DIRECTIONS FOR THIS TASK: In the entries below, from the first line through the line with "pixel 280 978", swap "wooden floor" for "hardwood floor" and write out those lines again with everything else unchanged.

EXTRACTED INFORMATION:
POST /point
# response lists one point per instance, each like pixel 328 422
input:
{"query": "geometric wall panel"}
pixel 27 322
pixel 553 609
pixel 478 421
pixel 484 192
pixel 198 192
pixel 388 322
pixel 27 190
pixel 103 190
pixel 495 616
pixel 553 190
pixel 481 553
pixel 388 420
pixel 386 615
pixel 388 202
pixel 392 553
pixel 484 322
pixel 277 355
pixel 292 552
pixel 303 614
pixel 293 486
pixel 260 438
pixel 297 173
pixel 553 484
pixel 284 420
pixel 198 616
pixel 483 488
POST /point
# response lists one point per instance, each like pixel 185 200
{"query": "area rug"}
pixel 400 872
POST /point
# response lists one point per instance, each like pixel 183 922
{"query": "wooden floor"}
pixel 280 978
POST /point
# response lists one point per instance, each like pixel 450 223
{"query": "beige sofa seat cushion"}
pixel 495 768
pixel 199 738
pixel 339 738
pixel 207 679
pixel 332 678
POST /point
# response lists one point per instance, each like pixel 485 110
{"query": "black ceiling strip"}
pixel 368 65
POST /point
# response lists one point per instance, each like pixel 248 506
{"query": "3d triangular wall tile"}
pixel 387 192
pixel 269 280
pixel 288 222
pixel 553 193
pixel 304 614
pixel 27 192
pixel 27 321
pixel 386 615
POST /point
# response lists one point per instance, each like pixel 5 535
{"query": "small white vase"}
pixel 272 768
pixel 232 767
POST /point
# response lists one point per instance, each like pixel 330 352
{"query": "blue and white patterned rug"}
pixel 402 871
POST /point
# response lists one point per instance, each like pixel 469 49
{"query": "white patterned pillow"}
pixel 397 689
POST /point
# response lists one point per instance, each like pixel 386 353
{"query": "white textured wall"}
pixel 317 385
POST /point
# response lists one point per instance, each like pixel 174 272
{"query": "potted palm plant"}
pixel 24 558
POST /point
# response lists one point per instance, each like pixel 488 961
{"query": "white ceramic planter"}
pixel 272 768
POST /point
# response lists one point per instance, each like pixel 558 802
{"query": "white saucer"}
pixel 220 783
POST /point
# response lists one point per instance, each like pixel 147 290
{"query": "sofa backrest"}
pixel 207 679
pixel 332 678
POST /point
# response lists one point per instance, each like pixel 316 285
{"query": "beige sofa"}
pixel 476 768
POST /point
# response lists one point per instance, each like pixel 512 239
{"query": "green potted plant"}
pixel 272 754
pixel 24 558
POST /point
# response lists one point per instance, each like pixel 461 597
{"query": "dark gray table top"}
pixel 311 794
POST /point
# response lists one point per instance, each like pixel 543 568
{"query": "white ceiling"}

THE RESULT:
POST /point
# response lists one point per instance, each like pixel 328 422
input:
{"query": "geometric wall panel"}
pixel 27 322
pixel 553 609
pixel 478 421
pixel 484 192
pixel 198 192
pixel 388 322
pixel 27 190
pixel 103 190
pixel 495 616
pixel 553 190
pixel 481 553
pixel 388 420
pixel 386 615
pixel 388 202
pixel 392 553
pixel 484 322
pixel 277 355
pixel 292 552
pixel 303 614
pixel 293 486
pixel 260 438
pixel 297 173
pixel 553 484
pixel 284 420
pixel 198 616
pixel 483 488
POST /point
# response lists one point per instance, each like pixel 185 200
{"query": "area rug"}
pixel 400 872
POST /point
# response lists one point per instance, each like pixel 183 922
{"query": "hardwood floor"}
pixel 280 978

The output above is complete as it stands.